**What to work on**
Rewrite the records below, beginning at the line that has "Category: pink headscarf" and stopping after the end of the records, with each "photo" changed to "image" and everything else left the same. Leave the pictures out of your answer.
::::::::::
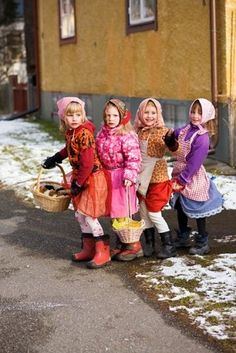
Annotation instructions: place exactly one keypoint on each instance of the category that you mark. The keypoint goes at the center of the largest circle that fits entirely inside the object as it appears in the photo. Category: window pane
(149, 8)
(134, 11)
(67, 19)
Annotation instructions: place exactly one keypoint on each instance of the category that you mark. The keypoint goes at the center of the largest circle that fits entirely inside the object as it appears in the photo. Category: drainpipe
(214, 82)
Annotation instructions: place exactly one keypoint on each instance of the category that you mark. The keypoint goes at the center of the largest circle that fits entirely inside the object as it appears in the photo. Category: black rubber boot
(183, 239)
(167, 248)
(201, 246)
(149, 242)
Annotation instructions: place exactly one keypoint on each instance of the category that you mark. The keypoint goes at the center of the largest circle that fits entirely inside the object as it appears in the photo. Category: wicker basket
(50, 203)
(130, 230)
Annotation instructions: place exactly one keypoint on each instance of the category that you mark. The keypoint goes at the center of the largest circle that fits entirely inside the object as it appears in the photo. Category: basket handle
(40, 174)
(127, 189)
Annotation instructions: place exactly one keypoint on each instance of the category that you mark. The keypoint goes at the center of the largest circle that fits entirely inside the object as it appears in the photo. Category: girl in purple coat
(196, 196)
(119, 153)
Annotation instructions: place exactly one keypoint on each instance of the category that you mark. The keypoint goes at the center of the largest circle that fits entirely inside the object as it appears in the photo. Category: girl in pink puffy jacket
(119, 153)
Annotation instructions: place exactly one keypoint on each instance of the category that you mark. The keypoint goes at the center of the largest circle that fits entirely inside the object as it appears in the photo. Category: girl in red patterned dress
(89, 187)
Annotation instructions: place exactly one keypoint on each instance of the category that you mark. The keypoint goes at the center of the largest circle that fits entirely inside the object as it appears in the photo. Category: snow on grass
(203, 287)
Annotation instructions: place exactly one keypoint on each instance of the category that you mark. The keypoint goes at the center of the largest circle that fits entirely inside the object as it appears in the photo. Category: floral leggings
(89, 224)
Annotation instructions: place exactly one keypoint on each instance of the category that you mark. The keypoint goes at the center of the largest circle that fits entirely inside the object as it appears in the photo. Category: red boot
(117, 250)
(102, 252)
(88, 248)
(131, 251)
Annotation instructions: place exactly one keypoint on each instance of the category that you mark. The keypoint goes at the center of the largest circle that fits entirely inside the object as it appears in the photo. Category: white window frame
(142, 18)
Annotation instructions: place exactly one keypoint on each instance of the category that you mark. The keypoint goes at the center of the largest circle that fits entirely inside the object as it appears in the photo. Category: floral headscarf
(125, 115)
(139, 121)
(63, 103)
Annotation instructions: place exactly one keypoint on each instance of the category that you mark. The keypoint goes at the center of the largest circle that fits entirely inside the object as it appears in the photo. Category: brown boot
(102, 252)
(130, 252)
(88, 248)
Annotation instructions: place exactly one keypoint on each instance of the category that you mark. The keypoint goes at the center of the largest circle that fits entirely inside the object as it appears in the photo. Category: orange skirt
(94, 200)
(158, 195)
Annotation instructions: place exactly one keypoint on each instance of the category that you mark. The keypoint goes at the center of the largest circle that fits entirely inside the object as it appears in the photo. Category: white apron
(147, 167)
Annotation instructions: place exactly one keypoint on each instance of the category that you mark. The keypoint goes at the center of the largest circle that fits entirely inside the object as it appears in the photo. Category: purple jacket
(196, 156)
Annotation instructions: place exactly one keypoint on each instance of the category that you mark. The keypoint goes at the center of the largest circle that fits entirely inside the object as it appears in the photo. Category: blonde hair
(72, 108)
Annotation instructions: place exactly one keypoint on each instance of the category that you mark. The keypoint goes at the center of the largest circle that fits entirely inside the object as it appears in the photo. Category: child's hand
(75, 188)
(170, 140)
(176, 186)
(127, 182)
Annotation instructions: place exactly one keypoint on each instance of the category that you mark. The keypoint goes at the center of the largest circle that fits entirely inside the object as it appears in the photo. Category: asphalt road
(50, 305)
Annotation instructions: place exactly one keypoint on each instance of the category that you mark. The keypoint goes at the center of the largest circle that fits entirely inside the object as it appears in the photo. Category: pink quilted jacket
(119, 151)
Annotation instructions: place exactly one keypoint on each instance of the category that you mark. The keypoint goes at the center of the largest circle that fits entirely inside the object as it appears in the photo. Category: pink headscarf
(208, 112)
(139, 121)
(63, 103)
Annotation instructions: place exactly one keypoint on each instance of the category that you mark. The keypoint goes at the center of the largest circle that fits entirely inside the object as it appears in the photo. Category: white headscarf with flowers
(139, 122)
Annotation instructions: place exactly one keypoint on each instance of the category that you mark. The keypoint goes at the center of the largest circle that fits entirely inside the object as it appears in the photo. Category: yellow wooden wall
(170, 63)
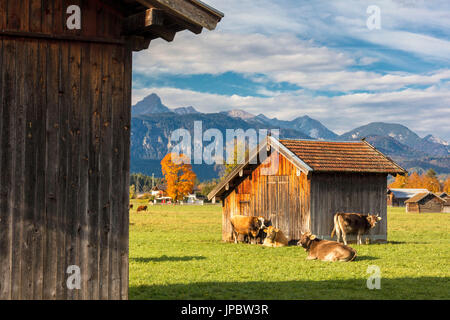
::::::::::
**Result of this exercise**
Annotation instructions: place exactly one keypoint on each instance of the category that you mark. The keypoint goes at the center of the largest circle that fits entirely inside the object as it appears in the image. Category: pink headscarf
(208, 112)
(139, 121)
(63, 103)
Annotation instructions: place exactly one keypoint on each instance of the category that you mark. The keypoint goes at the center of the largest circle that fits entirely inside the object as it appears in the image. Category: white headscarf with flowers
(139, 122)
Annotation instructions: place exactly one keypoint on each instance of the category that you mark. The keypoint goes at the center of the largest circle that fits entirely inside the object as it appears in the image. Category: yellow wooden wall
(170, 63)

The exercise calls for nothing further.